DIRECTION
Reproduce every one of the records below word for word, keeping each line and its order unchanged.

SOURCE MATERIAL
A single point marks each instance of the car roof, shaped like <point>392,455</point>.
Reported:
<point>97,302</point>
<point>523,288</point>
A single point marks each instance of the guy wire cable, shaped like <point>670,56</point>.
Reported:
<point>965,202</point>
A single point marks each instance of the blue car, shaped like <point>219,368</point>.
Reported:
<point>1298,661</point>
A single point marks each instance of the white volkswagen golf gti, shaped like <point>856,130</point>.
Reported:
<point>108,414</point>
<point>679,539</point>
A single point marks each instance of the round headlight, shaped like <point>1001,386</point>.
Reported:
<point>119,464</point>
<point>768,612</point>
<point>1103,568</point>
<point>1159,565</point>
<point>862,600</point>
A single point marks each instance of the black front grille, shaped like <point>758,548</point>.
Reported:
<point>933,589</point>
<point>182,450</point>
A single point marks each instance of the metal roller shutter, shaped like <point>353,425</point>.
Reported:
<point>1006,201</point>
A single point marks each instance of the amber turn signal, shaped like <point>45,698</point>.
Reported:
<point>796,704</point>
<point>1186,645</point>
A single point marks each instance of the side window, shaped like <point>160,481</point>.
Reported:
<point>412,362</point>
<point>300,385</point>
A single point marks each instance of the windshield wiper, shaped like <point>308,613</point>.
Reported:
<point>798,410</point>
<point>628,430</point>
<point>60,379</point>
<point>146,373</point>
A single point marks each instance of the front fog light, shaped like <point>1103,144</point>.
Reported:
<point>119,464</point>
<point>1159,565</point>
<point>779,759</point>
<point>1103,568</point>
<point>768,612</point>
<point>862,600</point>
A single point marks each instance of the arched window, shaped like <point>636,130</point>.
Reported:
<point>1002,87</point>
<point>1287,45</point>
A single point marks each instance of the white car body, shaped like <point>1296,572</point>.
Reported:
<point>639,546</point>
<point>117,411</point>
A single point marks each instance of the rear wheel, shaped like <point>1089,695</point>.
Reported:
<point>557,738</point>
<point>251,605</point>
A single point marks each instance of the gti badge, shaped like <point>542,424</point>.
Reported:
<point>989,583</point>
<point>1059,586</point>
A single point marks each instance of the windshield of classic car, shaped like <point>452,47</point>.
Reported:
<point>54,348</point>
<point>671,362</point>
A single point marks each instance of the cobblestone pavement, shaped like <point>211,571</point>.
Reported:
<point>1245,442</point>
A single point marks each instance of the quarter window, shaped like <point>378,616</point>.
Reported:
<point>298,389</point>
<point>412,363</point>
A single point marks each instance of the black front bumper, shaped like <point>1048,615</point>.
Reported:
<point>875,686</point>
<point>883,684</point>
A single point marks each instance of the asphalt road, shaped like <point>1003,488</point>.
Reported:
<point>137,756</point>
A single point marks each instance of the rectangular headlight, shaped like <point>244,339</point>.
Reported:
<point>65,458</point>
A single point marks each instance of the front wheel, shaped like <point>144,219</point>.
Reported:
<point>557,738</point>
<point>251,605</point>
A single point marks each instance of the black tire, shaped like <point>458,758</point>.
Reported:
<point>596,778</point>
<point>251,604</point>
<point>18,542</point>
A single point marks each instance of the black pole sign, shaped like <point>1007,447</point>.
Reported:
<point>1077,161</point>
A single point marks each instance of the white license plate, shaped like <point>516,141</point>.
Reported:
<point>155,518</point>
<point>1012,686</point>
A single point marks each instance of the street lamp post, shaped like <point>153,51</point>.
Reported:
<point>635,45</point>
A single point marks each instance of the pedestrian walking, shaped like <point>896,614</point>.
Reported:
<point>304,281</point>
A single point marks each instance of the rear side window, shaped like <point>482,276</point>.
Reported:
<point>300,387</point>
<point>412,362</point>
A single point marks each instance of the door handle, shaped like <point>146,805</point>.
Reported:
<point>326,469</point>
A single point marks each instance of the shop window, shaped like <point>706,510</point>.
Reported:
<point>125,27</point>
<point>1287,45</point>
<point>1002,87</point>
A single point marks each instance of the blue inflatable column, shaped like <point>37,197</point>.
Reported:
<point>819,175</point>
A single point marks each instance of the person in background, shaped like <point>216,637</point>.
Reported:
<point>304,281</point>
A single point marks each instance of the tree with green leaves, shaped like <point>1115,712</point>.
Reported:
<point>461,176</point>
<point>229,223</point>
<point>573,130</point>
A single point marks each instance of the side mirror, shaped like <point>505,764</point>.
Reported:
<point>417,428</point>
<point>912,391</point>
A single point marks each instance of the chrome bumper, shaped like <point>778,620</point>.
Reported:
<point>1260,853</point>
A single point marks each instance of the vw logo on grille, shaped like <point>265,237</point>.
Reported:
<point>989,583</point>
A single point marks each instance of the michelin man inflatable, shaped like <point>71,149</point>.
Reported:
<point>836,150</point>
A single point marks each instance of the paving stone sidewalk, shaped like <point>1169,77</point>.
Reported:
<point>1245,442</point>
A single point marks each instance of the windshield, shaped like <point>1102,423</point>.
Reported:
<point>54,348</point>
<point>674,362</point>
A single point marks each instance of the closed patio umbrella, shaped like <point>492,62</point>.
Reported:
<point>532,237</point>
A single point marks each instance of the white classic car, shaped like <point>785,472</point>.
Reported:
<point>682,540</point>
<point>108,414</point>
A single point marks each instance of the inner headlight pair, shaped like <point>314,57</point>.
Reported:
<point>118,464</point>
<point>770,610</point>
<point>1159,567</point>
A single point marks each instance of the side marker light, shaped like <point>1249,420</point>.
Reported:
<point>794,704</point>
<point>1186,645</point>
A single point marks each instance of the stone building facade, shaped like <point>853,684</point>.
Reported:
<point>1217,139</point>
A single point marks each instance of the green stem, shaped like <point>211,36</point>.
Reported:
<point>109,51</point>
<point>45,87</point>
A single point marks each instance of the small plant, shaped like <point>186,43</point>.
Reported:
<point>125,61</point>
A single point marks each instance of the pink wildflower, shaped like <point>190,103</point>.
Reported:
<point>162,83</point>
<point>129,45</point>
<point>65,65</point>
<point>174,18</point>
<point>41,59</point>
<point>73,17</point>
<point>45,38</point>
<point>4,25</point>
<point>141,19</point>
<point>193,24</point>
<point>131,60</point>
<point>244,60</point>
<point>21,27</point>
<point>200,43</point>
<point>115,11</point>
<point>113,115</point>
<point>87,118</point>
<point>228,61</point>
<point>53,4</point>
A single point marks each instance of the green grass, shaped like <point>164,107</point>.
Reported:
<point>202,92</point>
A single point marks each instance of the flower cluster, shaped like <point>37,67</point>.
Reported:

SOLUTION
A single point marks each instance of the car roof, shaped like <point>392,455</point>.
Reported:
<point>97,302</point>
<point>523,288</point>
A single point marks each instance of the guy wire cable, shaped like <point>670,56</point>.
Reported:
<point>965,202</point>
A single point marks each instance of the blue car, shaped like <point>219,368</point>.
Reported:
<point>1298,661</point>
A single point marks each instance of the white volkswagen golf gti, shaped like <point>856,130</point>.
Reported:
<point>108,414</point>
<point>679,539</point>
A single point marks each instance of the round headlight, shaped like <point>1001,386</point>.
Reported:
<point>119,464</point>
<point>768,612</point>
<point>1103,568</point>
<point>1159,565</point>
<point>862,600</point>
A single point marks each instance of the black front grille, shaped like <point>758,548</point>.
Reported:
<point>933,589</point>
<point>182,450</point>
A single point marks each instance of the metal roller shutter, shaped like <point>353,425</point>.
Reported:
<point>1006,201</point>
A single point marks each instance of the amber turn signal, shaped like <point>45,698</point>.
Reported:
<point>796,704</point>
<point>1186,645</point>
A single point marks each instance of the side window, shaped like <point>160,481</point>.
Reported:
<point>412,362</point>
<point>300,385</point>
A single point marks each instance of the windshield wiper, shaped like <point>308,613</point>.
Reported:
<point>798,410</point>
<point>628,430</point>
<point>60,379</point>
<point>146,373</point>
A single point marks each instance of the front fog light, shaped like <point>1103,144</point>.
Reported:
<point>119,464</point>
<point>1159,565</point>
<point>779,759</point>
<point>1103,568</point>
<point>768,612</point>
<point>862,600</point>
A single point marks each instance of the arched window, shaped like <point>636,130</point>.
Reported:
<point>1002,87</point>
<point>1287,45</point>
A single point marks each instance of the white car body, shaped like <point>1296,572</point>.
Reported:
<point>639,546</point>
<point>117,411</point>
A single point marks each instance of the rear wheel, shaped like <point>1089,695</point>.
Reported:
<point>557,738</point>
<point>251,605</point>
A single point marks each instance of the gti badge, shaped like <point>542,424</point>.
Reported:
<point>989,583</point>
<point>1059,586</point>
A single point marks each instance of the windshield of classic car, shaped like <point>452,47</point>.
Reported:
<point>54,348</point>
<point>671,362</point>
A single point marks each instance of the cobblestone pavement, shaped like <point>211,571</point>.
Reported:
<point>1245,442</point>
A single point marks each instance of the quarter window, shaped like <point>378,616</point>.
Reported:
<point>298,389</point>
<point>412,363</point>
A single point marks each instance of the black front bumper, shaped like <point>1048,615</point>.
Reported:
<point>875,686</point>
<point>883,684</point>
A single point marks each instance of the asphalt road, shaped like <point>1003,488</point>.
Reported:
<point>137,756</point>
A single point marks each instance of the rectangular headlight, shaped like <point>244,339</point>.
Reported:
<point>65,458</point>
A single point marks each instance of the front wheel, shaped like <point>144,219</point>.
Reported:
<point>557,738</point>
<point>251,605</point>
A single point marks each instance of the black tire, shaped like <point>458,758</point>.
Reported:
<point>596,778</point>
<point>251,604</point>
<point>18,542</point>
A single point marks each instance of the black pole sign, shaped like <point>1007,447</point>.
Reported:
<point>1077,161</point>
A single point marks each instance of the white license plate, shaped like <point>516,141</point>.
Reported:
<point>155,518</point>
<point>1012,686</point>
A single point marks each instance of the street lamp post, shaped like <point>153,51</point>.
Reported:
<point>635,45</point>
A single point marks each instance of the pedestrian walking, shaped like <point>896,614</point>.
Reported:
<point>304,281</point>
A single point marks each instance of the rear side window, shaped like <point>482,276</point>.
Reported:
<point>300,387</point>
<point>412,362</point>
A single point marks each instance of the door handle, shaped like <point>146,805</point>.
Reported:
<point>326,469</point>
A single point marks each instance of the shop window, shaped like <point>706,510</point>.
Reported:
<point>125,27</point>
<point>1287,45</point>
<point>1002,87</point>
A single point marks each instance of the blue inflatable column, shaped like <point>37,197</point>.
Reported:
<point>819,175</point>
A single point marks each instance of the person in background, shaped like <point>216,637</point>.
Reported:
<point>304,281</point>
A single point marks each instance of the tree with green leaves, shaped like <point>1115,712</point>.
Reported:
<point>461,176</point>
<point>229,223</point>
<point>573,130</point>
A single point marks each instance of the side mirror, shaped like <point>505,764</point>.
Reported:
<point>417,428</point>
<point>912,391</point>
A single point marks each instance of the chrome bumper, shaped like <point>778,620</point>.
Reported:
<point>1260,853</point>
A single point marks each instance of the vw logo on grille, shaped like <point>265,237</point>.
Reported:
<point>989,583</point>
A single point marks each instance of the michelin man inflatable, shaped like <point>71,149</point>.
Reported:
<point>836,150</point>
A single point marks each instance of the paving stone sidewalk, shaped like <point>1169,77</point>.
Reported:
<point>1245,442</point>
A single point marks each instance of the windshield, shaped like <point>1102,423</point>.
Reported:
<point>54,348</point>
<point>674,362</point>
A single point marks each instance of the closed patio umbrella, shaped like <point>492,62</point>.
Reported:
<point>532,237</point>
A single point marks each instance of the white classic car, shaped like <point>785,472</point>.
Reported:
<point>682,540</point>
<point>108,414</point>
A single point marks each instance of the inner headlight pair, shaped like <point>314,57</point>.
Reported:
<point>118,464</point>
<point>770,610</point>
<point>1159,567</point>
A single point marks each instance of the side marker light, shaped like <point>1249,420</point>.
Reported:
<point>794,704</point>
<point>1186,645</point>
A single point marks each instance of the stone building facade, shaped like <point>853,684</point>.
Reported:
<point>1217,139</point>
A single point marks each instance of the green stem, shaped like <point>211,36</point>.
Reported:
<point>109,51</point>
<point>45,87</point>
A single point marks each instance of the small plant, shaped like <point>186,43</point>.
Reported:
<point>125,61</point>
A single point marks each instance of the pink wildflower, shaped like <point>190,103</point>.
Reported:
<point>162,83</point>
<point>129,45</point>
<point>65,65</point>
<point>174,18</point>
<point>41,59</point>
<point>73,17</point>
<point>45,38</point>
<point>4,25</point>
<point>141,19</point>
<point>193,24</point>
<point>131,60</point>
<point>244,60</point>
<point>21,27</point>
<point>200,43</point>
<point>115,11</point>
<point>113,115</point>
<point>87,118</point>
<point>228,61</point>
<point>53,4</point>
A single point marks each instance of the green grass, shaped like <point>164,107</point>.
Reported:
<point>202,92</point>
A single point marks each instance of the flower cluster, shaped like <point>37,67</point>.
Reported:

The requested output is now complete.